>>>

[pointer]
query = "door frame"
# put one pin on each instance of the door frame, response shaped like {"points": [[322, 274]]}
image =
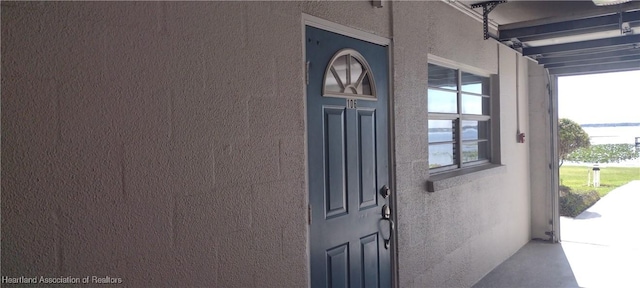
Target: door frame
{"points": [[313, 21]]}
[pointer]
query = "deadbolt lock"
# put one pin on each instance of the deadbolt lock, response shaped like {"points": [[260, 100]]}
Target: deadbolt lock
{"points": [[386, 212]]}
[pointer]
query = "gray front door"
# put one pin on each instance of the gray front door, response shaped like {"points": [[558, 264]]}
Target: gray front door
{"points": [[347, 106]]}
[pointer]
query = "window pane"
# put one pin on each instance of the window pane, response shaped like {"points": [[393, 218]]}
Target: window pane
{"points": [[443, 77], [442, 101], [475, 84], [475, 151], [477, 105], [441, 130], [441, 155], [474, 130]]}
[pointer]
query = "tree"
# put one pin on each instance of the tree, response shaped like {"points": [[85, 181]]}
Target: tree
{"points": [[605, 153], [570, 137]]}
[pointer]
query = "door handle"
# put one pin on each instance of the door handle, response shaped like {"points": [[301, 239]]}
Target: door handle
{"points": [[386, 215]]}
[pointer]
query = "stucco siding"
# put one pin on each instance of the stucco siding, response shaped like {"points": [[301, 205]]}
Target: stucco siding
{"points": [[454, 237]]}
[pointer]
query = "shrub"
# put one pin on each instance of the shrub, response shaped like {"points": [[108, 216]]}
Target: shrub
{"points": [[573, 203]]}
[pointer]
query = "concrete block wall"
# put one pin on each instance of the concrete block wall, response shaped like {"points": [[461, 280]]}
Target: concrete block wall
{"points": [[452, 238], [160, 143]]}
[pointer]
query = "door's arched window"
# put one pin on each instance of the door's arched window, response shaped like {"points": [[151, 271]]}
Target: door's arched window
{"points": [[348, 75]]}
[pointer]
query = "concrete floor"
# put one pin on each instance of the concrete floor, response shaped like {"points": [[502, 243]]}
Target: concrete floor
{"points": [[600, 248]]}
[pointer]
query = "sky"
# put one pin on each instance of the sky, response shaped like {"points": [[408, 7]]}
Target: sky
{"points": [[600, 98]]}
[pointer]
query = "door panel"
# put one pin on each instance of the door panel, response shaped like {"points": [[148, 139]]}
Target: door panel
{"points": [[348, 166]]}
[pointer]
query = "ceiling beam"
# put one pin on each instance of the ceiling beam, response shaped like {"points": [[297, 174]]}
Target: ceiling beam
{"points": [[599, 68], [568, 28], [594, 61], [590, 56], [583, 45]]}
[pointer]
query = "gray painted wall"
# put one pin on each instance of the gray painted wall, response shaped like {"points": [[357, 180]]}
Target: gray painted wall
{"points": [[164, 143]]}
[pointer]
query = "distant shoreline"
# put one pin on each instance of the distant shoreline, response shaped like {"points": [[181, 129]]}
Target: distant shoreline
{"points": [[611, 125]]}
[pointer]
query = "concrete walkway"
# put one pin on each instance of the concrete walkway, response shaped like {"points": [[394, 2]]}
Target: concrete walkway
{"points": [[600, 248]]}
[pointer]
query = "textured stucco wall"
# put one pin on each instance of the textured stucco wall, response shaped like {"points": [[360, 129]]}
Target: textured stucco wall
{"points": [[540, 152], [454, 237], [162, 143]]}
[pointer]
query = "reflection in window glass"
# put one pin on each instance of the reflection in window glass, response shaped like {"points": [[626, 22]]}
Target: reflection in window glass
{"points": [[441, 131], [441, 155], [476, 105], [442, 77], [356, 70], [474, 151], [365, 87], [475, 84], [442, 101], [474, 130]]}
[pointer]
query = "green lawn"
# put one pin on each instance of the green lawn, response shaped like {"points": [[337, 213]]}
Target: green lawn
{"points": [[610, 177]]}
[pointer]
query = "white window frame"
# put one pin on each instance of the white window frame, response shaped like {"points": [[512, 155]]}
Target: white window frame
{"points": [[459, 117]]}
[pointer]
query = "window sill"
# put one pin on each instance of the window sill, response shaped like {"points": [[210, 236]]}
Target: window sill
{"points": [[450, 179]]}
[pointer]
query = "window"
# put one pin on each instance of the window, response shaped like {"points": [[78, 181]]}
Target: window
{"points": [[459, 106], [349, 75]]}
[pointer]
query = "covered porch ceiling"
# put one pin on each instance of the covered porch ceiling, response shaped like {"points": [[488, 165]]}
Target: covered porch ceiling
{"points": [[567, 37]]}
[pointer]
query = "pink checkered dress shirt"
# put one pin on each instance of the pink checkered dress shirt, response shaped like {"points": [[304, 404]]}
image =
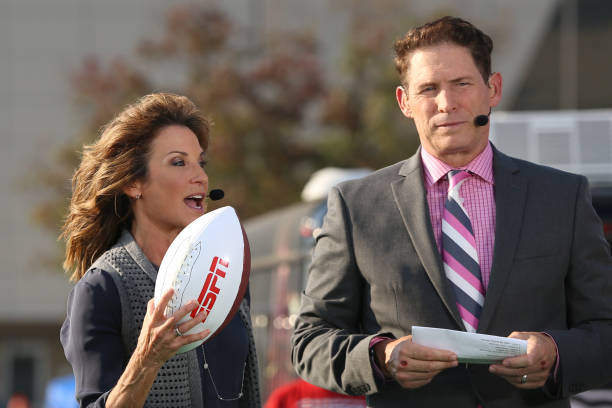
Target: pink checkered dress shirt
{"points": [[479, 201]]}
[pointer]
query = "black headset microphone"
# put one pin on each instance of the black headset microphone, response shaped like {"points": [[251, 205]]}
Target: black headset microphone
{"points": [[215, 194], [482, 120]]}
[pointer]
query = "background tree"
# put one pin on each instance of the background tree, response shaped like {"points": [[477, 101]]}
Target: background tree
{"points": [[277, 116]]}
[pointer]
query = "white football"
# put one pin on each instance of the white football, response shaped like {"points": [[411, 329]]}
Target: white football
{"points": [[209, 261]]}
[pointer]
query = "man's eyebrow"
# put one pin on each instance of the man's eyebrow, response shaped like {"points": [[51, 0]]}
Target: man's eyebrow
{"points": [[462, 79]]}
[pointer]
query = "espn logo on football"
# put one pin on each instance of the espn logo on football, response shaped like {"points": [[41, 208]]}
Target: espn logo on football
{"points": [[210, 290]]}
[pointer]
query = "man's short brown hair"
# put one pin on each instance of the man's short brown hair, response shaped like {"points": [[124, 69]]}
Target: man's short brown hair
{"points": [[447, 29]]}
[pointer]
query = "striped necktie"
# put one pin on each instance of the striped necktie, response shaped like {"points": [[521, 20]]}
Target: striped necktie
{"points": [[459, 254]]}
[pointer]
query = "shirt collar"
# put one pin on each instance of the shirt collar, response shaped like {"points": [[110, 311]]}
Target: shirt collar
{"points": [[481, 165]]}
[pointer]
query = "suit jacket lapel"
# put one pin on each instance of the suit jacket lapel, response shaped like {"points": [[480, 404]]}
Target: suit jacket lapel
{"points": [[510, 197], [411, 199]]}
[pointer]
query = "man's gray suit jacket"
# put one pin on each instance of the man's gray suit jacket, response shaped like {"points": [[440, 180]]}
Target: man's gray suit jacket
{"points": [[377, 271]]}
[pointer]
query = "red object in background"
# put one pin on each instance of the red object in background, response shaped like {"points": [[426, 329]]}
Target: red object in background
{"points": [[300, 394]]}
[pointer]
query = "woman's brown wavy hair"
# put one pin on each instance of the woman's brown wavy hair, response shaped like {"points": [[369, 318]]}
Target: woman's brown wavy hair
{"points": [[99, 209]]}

<<<

DIRECTIONS.
Count the lines in the records above that contain the word "front" and state only the total.

FULL ANSWER.
3